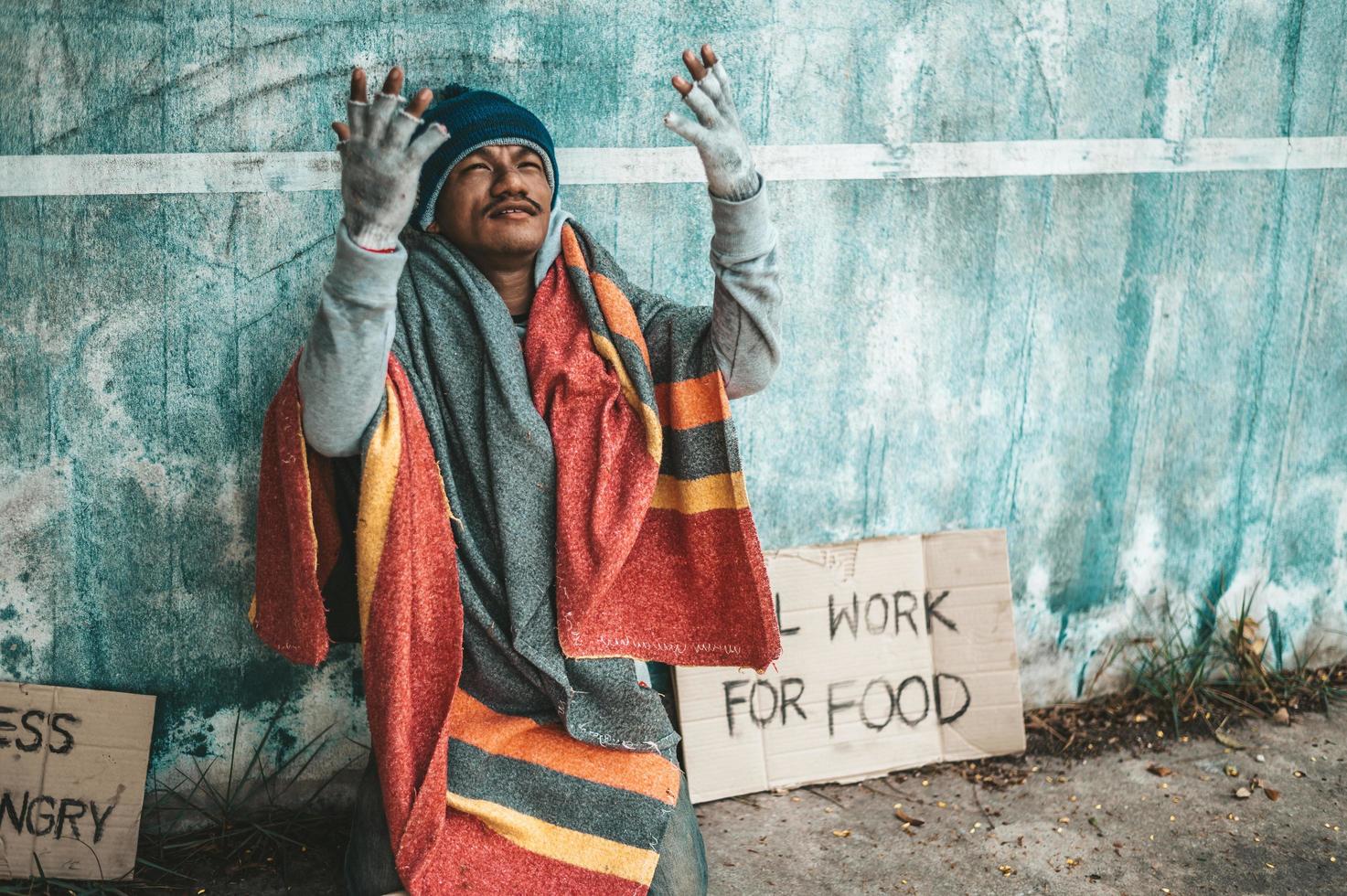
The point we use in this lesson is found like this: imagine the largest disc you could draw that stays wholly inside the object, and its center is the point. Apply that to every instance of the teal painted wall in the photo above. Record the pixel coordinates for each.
(1139, 378)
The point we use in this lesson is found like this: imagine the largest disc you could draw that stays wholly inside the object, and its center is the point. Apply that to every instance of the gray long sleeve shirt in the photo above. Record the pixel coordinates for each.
(341, 372)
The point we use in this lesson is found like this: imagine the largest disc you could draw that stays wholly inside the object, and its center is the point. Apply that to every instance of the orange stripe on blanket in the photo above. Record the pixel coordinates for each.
(376, 501)
(690, 403)
(723, 491)
(561, 844)
(617, 312)
(550, 747)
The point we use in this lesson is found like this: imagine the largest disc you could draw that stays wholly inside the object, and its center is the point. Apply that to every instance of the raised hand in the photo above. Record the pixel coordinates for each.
(717, 133)
(379, 167)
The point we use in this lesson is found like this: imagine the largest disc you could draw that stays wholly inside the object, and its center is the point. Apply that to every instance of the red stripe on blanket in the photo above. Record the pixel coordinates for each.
(288, 611)
(605, 475)
(413, 648)
(700, 619)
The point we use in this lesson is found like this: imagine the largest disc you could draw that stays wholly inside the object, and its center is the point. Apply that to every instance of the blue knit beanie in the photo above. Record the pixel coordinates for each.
(476, 119)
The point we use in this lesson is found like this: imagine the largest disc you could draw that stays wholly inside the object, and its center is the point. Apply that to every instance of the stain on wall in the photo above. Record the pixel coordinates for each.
(1139, 378)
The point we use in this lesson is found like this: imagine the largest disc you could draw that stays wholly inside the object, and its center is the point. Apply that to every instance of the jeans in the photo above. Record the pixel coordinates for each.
(370, 870)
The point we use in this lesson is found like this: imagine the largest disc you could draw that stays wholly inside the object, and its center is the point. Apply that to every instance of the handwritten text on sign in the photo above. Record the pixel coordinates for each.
(896, 653)
(71, 779)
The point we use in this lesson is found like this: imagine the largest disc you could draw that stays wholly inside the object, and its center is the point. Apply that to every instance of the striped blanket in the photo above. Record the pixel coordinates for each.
(527, 525)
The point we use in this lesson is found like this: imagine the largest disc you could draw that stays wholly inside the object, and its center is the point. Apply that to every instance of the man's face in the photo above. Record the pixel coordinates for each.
(495, 205)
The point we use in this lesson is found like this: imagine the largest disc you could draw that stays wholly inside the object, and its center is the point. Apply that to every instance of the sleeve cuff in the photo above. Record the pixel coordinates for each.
(743, 227)
(365, 276)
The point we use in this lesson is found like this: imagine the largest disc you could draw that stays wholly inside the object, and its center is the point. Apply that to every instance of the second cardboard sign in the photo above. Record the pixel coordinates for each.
(896, 653)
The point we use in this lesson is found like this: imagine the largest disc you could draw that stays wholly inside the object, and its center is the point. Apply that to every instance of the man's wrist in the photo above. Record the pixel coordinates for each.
(743, 227)
(740, 189)
(370, 236)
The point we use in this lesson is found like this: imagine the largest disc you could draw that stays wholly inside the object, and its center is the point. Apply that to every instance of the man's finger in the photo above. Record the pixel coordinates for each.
(694, 65)
(426, 144)
(401, 130)
(381, 111)
(702, 105)
(421, 102)
(685, 127)
(356, 112)
(722, 80)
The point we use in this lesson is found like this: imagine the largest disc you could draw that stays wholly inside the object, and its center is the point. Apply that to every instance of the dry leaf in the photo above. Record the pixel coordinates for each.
(907, 819)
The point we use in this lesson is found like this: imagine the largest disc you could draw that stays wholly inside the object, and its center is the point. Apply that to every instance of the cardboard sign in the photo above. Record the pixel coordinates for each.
(896, 653)
(71, 781)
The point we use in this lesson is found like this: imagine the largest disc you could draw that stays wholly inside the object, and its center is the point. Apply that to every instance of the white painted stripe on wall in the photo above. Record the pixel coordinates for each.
(296, 171)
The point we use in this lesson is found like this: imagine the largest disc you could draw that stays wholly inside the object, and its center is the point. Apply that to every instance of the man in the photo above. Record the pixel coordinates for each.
(549, 494)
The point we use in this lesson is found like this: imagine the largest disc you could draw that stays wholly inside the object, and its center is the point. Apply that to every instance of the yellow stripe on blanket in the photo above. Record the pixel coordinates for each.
(376, 500)
(561, 844)
(720, 492)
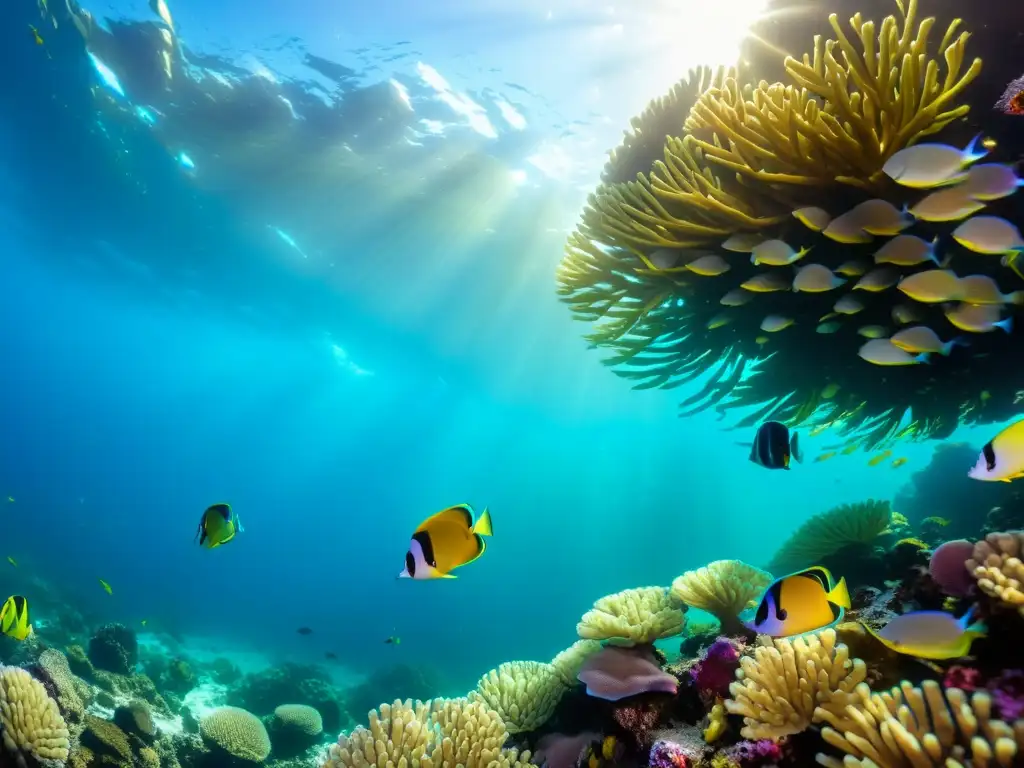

### TASK PROMPT
Pull out each line in the entries above that contains the word "wall", and copy those lines.

### EXPECTED ANSWER
The point we use in this lesson is found like this: imagine the largest disc you could draw that stays wholly inside the object, and its center is the point. Apply that to every instance of the teal painted wall in the photo above. Record the pixel coordinates for each.
The point we use in this lesson is found like this: imagine the largest disc you could draw that stays wholly inside the object, and its center is the point. Apply that to every instance of the stain on wall in the photo above. Record the pixel coordinates for each.
The point we use in this lesson is found like this: imagine the largest disc you could draw that stays wholly inside the object, and its center is the point. Apply that to every instance of the white painted stripe on wall in the photo above. Record the pixel coordinates for each.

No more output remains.